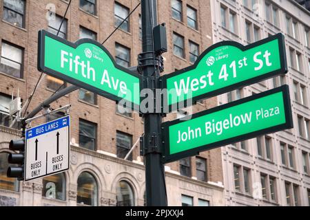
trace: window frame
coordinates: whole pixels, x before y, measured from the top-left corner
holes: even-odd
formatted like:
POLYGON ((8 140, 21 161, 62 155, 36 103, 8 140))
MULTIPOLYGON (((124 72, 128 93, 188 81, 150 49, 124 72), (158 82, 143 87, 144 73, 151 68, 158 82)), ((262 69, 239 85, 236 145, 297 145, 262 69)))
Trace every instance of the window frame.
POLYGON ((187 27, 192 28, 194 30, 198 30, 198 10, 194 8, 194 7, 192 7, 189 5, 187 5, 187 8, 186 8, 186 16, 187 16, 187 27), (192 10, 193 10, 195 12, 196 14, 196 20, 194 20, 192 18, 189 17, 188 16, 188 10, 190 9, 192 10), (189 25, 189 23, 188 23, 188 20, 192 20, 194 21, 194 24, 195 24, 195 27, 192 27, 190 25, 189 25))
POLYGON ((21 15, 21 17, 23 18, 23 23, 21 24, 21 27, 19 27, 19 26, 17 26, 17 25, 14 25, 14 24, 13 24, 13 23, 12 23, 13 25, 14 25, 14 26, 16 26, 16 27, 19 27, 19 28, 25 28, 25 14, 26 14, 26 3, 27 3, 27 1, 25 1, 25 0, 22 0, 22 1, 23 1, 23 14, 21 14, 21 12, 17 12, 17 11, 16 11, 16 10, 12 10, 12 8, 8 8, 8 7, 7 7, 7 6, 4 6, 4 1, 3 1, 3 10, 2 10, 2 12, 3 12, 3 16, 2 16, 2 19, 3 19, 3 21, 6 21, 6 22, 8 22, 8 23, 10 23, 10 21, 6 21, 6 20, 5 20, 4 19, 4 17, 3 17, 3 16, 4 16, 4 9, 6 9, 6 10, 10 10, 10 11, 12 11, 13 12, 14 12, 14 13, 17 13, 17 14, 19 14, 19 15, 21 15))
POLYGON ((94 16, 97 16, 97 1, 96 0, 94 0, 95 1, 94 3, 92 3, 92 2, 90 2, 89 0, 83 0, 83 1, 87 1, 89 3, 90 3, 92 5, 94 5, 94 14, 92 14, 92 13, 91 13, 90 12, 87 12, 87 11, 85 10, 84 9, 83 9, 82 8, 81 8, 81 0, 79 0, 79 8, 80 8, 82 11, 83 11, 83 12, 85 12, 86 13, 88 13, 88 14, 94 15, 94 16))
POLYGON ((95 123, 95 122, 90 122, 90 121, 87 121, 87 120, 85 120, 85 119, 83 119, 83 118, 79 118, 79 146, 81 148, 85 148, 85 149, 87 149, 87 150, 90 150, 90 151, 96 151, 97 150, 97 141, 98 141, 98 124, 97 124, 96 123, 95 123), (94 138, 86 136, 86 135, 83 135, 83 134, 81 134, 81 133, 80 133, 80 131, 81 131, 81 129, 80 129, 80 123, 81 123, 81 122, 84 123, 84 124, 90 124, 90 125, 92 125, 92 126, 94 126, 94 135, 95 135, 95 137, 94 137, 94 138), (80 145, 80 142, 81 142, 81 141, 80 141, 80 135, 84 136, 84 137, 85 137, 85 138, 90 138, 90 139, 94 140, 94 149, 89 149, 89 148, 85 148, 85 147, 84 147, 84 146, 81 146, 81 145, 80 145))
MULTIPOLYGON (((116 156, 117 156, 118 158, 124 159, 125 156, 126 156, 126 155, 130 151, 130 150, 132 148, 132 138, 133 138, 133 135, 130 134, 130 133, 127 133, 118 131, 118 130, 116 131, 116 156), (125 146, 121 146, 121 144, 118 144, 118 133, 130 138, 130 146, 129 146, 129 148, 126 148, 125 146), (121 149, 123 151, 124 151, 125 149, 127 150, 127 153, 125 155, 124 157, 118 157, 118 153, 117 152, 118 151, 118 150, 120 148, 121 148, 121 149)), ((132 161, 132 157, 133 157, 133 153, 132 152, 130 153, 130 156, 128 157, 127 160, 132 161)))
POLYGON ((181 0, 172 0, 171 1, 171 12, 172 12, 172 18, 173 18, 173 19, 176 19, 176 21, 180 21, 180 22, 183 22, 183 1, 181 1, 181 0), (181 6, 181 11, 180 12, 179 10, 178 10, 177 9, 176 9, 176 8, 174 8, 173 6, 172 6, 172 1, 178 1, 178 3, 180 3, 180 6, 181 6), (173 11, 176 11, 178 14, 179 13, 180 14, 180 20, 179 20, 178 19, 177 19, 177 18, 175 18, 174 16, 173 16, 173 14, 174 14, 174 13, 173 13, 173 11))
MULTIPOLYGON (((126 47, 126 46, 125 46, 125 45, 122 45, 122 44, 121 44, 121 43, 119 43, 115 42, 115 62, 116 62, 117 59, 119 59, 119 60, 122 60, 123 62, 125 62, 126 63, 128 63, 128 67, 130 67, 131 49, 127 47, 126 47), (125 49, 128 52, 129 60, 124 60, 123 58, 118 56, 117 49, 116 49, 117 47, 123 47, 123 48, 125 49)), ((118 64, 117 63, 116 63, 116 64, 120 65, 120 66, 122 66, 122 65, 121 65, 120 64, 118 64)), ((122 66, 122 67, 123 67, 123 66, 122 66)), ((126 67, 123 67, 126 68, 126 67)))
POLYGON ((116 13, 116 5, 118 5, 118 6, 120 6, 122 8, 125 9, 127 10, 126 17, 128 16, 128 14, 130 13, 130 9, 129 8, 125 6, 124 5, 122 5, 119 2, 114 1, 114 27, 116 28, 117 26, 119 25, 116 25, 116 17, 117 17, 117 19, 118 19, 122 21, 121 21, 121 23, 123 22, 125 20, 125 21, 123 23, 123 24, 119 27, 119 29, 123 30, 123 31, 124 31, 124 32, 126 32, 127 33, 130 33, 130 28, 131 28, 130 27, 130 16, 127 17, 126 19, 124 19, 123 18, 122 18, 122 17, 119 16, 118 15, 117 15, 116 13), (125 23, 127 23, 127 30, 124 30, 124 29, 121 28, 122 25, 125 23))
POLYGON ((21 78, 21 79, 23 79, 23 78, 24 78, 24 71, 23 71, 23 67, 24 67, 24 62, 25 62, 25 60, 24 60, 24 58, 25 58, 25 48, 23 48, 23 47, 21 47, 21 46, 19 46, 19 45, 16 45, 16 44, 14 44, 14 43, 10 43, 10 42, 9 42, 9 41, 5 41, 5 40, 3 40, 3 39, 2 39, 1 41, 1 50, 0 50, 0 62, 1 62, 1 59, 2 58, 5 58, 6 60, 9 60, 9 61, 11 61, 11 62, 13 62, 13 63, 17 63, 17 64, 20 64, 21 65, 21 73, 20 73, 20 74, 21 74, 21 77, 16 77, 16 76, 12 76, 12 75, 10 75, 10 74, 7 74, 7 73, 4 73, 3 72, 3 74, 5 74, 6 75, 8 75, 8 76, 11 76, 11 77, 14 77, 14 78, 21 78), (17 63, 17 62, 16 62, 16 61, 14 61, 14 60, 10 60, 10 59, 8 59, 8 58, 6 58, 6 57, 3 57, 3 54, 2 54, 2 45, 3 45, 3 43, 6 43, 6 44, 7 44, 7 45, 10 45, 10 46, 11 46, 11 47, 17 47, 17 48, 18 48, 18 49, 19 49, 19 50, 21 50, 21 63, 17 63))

•••

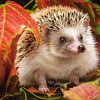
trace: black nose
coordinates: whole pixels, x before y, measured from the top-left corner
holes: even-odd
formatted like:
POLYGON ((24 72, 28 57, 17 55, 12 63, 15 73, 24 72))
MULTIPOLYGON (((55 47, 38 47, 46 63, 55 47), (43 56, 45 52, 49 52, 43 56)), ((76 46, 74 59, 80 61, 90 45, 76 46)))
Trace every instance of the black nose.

•••

-- Instructions to follow --
Substitute "upper-left corner" for "top-left corner" in everything from the line containing "trace: window frame" down to the line containing "POLYGON ((95 123, 95", and reproduce those lines with no other change.

-- Result --
trace: window frame
coordinates: whole pixels, x before y, measured from the upper-left corner
holes: even-odd
formatted like:
POLYGON ((8 140, 21 161, 62 155, 36 103, 8 140))
MULTIPOLYGON (((124 72, 128 93, 188 81, 150 49, 124 72), (158 82, 143 87, 144 73, 151 68, 158 82)), ((262 69, 239 85, 236 145, 297 145, 262 69)))
Trace every instance of the window frame.
POLYGON ((187 27, 192 28, 194 30, 198 30, 198 10, 194 8, 194 7, 192 7, 189 5, 187 5, 187 8, 186 8, 186 16, 187 16, 187 27), (192 10, 193 10, 195 12, 196 14, 196 20, 194 20, 192 18, 189 17, 188 16, 188 10, 190 9, 192 10), (189 25, 189 23, 188 23, 188 20, 192 20, 194 21, 194 24, 195 24, 195 27, 192 27, 190 25, 189 25))
POLYGON ((21 15, 21 17, 23 18, 23 23, 21 24, 21 27, 19 27, 19 26, 17 26, 17 25, 14 25, 14 24, 13 24, 13 23, 12 23, 13 25, 14 25, 14 26, 16 26, 16 27, 19 27, 19 28, 25 28, 25 14, 26 14, 26 3, 27 3, 27 1, 25 1, 25 0, 22 0, 22 1, 23 1, 23 14, 21 14, 21 12, 17 12, 17 11, 16 11, 16 10, 12 10, 12 8, 8 8, 8 7, 7 7, 7 6, 4 6, 4 1, 3 1, 3 10, 2 10, 2 12, 3 12, 3 16, 2 16, 2 19, 3 19, 3 21, 6 21, 6 22, 8 22, 8 23, 10 23, 10 21, 6 21, 6 20, 5 20, 4 19, 4 17, 3 17, 3 16, 4 16, 4 9, 6 9, 6 10, 10 10, 10 11, 12 11, 13 12, 14 12, 14 13, 17 13, 17 14, 19 14, 19 15, 21 15))
POLYGON ((94 16, 97 16, 97 1, 96 0, 94 0, 95 1, 94 3, 92 3, 92 2, 90 2, 89 0, 83 0, 83 1, 87 1, 89 3, 90 3, 92 5, 94 5, 94 14, 92 14, 92 13, 91 13, 90 12, 87 12, 87 11, 85 10, 84 9, 83 9, 82 8, 81 8, 81 0, 79 0, 79 8, 80 8, 82 11, 83 11, 83 12, 85 12, 86 13, 88 13, 88 14, 94 15, 94 16))
POLYGON ((95 123, 95 122, 90 122, 90 121, 87 121, 87 120, 85 120, 85 119, 83 119, 83 118, 79 118, 79 146, 81 148, 85 148, 85 149, 87 149, 87 150, 90 150, 90 151, 96 151, 97 150, 97 141, 98 141, 98 124, 97 124, 96 123, 95 123), (94 138, 86 136, 86 135, 83 135, 83 134, 81 134, 81 133, 80 133, 80 131, 81 131, 81 129, 80 129, 80 123, 81 123, 81 122, 84 123, 84 124, 90 124, 90 125, 92 125, 92 126, 94 126, 94 135, 95 135, 95 137, 94 137, 94 138), (80 145, 80 142, 81 142, 81 141, 80 141, 80 135, 84 136, 84 137, 85 137, 85 138, 90 138, 90 139, 94 140, 94 149, 89 149, 89 148, 85 148, 85 147, 84 147, 84 146, 81 146, 81 145, 80 145))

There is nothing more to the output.